··· PROVIDED ENTRIES ···
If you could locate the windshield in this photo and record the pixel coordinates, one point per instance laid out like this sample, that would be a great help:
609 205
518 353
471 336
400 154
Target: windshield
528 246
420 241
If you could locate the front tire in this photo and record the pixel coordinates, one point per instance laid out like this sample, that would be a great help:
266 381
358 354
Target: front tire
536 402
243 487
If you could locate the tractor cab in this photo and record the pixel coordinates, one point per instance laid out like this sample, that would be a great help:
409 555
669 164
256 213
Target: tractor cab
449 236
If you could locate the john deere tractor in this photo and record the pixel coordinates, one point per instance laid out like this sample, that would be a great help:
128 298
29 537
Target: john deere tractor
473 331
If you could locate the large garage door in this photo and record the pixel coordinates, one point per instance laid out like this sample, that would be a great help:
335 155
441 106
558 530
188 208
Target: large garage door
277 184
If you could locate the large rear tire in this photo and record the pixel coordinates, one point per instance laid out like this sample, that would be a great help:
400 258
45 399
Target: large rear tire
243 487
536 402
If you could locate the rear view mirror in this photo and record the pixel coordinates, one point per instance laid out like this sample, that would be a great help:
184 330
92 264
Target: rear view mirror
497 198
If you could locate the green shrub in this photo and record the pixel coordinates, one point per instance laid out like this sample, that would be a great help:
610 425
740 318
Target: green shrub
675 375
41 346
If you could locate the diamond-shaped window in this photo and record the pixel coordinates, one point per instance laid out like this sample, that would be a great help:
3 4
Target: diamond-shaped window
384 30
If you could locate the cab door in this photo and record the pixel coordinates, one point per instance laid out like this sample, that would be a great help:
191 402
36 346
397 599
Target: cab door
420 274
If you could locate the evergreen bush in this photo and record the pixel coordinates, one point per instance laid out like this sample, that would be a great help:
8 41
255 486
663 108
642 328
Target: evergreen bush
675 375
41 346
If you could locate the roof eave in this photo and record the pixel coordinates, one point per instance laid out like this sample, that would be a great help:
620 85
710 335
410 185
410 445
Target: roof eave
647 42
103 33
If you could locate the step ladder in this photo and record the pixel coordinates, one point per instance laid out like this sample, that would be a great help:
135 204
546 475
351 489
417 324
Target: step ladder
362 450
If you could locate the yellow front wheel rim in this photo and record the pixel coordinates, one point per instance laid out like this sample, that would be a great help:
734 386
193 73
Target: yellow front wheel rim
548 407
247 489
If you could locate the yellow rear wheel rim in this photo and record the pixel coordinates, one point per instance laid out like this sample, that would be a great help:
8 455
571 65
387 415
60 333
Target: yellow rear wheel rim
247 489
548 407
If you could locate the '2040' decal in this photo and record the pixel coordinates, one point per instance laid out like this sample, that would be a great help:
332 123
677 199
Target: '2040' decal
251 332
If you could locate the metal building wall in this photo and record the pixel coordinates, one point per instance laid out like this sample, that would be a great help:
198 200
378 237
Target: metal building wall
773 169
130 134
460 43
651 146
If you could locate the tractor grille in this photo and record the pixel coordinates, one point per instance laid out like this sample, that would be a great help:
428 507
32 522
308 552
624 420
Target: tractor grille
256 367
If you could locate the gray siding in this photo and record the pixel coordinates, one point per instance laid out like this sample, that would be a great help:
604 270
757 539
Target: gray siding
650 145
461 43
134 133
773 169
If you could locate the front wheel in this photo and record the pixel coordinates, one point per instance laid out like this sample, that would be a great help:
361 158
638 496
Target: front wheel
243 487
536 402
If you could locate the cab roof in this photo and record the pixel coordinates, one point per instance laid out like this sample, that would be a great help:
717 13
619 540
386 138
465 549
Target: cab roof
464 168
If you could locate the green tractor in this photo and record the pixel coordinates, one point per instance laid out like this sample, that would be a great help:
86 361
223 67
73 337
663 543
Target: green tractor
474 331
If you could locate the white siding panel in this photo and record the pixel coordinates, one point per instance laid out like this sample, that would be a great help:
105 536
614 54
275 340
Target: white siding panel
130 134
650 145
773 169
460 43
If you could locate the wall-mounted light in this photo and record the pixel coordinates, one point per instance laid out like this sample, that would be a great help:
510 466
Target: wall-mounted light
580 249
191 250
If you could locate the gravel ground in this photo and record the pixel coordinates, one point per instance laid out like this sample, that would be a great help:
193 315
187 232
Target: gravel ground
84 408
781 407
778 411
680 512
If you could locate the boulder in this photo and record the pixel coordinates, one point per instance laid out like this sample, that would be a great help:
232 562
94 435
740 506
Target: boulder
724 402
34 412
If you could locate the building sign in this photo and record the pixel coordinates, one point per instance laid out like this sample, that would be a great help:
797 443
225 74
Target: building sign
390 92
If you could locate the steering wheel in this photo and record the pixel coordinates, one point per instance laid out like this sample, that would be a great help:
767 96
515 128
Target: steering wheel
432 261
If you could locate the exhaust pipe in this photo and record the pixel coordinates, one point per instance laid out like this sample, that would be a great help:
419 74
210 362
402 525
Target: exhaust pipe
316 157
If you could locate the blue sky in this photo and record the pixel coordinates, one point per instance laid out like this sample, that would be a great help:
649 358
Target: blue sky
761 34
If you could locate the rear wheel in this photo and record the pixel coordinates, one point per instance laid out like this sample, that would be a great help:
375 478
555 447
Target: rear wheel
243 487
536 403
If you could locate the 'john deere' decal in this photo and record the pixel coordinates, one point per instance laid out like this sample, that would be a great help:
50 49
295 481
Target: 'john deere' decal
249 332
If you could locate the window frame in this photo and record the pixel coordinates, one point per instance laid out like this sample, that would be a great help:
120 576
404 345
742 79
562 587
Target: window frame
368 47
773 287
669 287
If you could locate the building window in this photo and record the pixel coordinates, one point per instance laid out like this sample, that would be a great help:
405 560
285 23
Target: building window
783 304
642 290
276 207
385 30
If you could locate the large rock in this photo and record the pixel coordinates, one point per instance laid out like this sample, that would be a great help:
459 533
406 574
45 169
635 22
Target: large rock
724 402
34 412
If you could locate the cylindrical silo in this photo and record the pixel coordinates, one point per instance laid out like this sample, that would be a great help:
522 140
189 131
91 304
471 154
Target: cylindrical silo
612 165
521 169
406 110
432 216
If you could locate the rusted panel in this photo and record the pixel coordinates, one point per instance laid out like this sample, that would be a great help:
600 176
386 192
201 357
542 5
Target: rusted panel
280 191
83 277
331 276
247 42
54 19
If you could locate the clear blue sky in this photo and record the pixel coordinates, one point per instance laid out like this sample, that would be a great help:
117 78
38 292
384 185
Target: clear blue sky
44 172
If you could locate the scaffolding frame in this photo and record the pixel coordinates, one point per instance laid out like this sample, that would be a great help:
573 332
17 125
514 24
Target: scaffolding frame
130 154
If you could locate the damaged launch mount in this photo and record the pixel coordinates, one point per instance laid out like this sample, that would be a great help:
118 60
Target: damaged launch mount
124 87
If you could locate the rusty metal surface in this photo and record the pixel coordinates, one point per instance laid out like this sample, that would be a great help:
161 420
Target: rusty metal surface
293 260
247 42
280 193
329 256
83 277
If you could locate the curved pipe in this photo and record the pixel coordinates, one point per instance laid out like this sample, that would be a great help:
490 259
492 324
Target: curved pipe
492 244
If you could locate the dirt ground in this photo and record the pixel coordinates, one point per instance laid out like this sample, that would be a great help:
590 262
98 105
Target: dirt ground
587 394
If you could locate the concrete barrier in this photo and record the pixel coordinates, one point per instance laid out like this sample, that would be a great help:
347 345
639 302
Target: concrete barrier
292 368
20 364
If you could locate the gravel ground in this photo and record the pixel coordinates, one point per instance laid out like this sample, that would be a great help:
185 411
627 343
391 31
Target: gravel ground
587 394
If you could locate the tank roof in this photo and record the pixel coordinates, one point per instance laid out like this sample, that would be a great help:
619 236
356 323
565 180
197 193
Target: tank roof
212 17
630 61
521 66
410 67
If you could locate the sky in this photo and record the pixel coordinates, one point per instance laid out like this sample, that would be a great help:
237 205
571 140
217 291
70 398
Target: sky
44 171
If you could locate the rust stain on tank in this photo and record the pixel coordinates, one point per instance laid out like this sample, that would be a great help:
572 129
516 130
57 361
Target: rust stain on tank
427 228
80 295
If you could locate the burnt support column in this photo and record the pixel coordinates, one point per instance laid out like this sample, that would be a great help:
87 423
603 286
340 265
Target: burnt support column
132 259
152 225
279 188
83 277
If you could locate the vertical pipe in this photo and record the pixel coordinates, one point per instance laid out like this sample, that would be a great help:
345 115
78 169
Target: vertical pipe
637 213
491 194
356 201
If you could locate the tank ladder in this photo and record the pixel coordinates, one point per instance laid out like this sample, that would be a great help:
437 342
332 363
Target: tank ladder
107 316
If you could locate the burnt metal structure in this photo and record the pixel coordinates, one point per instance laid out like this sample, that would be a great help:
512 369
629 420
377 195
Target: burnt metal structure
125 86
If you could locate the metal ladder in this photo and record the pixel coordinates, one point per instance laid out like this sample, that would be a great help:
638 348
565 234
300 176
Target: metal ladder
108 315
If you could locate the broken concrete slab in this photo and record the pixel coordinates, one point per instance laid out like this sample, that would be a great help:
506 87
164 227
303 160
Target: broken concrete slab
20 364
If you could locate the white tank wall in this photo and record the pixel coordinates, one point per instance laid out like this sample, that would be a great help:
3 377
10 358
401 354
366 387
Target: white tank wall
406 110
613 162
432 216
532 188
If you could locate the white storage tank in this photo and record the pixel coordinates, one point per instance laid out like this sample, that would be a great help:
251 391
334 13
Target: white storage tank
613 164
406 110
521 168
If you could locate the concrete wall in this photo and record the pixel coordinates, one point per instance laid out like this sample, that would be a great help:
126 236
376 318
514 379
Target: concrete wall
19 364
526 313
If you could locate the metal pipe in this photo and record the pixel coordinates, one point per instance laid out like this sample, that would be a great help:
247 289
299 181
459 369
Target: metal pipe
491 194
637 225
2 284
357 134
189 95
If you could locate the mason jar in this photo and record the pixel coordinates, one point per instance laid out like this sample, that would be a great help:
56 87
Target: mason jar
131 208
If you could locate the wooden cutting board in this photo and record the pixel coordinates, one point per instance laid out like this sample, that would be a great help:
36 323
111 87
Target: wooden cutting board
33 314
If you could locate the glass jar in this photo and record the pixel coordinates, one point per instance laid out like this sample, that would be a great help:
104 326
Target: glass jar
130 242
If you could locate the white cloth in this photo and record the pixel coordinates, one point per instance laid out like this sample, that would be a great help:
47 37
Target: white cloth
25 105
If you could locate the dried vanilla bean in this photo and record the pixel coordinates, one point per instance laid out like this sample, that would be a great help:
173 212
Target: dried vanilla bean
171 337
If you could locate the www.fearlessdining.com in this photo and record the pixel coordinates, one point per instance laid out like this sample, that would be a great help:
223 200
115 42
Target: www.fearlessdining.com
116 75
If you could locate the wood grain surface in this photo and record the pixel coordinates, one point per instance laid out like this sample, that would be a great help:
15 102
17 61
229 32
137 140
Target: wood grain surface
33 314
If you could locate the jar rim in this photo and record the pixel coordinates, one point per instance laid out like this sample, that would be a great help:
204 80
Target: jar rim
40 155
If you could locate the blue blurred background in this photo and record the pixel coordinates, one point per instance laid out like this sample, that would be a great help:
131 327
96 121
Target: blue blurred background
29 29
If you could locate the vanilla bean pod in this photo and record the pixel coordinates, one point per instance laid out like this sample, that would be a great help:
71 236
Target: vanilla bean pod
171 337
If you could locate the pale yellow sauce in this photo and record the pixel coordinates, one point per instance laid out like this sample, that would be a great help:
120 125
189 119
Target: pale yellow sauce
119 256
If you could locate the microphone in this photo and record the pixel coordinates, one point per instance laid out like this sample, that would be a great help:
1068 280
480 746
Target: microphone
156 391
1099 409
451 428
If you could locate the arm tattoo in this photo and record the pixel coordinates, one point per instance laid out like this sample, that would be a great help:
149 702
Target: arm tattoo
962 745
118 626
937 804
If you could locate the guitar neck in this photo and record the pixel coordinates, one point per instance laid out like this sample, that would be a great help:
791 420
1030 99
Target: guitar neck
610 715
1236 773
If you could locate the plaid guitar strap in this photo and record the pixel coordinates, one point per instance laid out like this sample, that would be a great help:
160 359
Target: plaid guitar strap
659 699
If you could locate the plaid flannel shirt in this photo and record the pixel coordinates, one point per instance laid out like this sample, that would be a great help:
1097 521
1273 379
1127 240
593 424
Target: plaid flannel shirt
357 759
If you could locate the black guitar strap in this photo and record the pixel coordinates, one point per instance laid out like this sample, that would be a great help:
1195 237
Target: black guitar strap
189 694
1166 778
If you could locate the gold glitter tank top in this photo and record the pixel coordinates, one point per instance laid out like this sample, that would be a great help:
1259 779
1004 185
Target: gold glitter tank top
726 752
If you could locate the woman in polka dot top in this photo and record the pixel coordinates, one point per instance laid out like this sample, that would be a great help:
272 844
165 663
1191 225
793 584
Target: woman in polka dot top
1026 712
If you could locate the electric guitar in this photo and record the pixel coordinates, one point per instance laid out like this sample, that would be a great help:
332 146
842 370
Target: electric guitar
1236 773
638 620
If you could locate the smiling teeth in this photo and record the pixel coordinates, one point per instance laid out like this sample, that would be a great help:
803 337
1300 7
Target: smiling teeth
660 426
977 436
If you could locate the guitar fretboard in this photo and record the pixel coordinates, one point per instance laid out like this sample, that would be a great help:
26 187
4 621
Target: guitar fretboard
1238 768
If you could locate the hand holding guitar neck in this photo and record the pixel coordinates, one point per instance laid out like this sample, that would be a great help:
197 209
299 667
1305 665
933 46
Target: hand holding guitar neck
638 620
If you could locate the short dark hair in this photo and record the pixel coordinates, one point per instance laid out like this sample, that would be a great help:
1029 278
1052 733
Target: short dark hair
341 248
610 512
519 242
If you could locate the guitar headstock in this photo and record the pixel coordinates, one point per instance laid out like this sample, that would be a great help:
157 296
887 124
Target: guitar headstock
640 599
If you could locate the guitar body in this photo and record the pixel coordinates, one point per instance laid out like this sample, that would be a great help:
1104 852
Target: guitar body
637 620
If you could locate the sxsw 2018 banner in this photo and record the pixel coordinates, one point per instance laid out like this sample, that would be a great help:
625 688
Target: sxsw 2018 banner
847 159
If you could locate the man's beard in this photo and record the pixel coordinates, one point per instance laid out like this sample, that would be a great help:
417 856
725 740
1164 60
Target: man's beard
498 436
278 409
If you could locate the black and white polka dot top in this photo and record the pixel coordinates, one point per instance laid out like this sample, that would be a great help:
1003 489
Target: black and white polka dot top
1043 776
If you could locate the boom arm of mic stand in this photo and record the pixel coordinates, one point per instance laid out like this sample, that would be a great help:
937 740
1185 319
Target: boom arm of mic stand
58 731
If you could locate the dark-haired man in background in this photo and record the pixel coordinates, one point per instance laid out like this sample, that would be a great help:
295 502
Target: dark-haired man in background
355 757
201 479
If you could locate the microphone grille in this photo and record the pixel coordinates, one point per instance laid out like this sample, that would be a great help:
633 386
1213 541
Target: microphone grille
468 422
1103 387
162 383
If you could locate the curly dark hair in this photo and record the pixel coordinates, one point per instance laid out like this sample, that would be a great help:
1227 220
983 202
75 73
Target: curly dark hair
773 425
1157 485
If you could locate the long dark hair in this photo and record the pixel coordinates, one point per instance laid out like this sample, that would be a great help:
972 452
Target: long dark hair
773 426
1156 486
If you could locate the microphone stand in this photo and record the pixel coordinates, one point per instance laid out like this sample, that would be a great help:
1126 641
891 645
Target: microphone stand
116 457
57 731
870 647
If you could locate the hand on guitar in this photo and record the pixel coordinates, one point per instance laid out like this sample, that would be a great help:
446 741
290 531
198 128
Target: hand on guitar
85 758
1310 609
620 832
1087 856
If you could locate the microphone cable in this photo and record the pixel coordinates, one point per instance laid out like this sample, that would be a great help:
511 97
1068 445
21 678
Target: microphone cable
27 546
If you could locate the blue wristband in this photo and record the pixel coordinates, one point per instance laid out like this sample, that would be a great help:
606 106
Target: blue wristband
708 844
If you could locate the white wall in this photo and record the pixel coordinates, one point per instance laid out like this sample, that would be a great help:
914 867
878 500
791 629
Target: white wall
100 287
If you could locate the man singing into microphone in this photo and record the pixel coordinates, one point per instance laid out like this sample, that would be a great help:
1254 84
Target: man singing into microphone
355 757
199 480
···
◆ WORK TASK: Please reproduce, exactly as they appear above, the lines from the line containing "Target: green tractor" up to and including the line containing "If you could locate the exhaust".

◆ RESULT BELOW:
Target: green tractor
474 331
If you could locate the white siding panel in this photo and record the pixel coordinates, one point per instance laid out like this sample, that would be a great help:
105 536
614 54
275 340
Target: white siding panel
130 134
650 145
773 169
460 43
If you could locate the wall-mounted light in this photo and record the pixel coordinates, one point per instance laid out like this sample, that would be a great help:
510 466
Target: wall-mounted light
580 249
191 250
If you could locate the gravel ground in this photo and record the pixel coordinates, one point per instance laid out like this sample, that would be a great help:
193 315
187 232
Target: gravel ground
84 408
781 407
778 411
680 512
If you could locate the boulder in this photo and record the pixel coordinates, one point per instance laid out like this sample, that would be a great help:
232 562
94 435
740 506
Target: boulder
724 402
34 412
If you could locate the building sign in this photo and record the pixel coordinates, one point per instance laid out like this sample, that would be a great help:
797 443
225 74
Target: building sign
390 92
If you could locate the steering wheel in this photo and record the pixel coordinates, one point per instance laid out like this sample, that would be a great help:
767 96
515 128
Target: steering wheel
432 261
If you could locate the exhaust pipe in this photo and record the pixel coordinates, one point per instance laid out like this sample, that would be a great help:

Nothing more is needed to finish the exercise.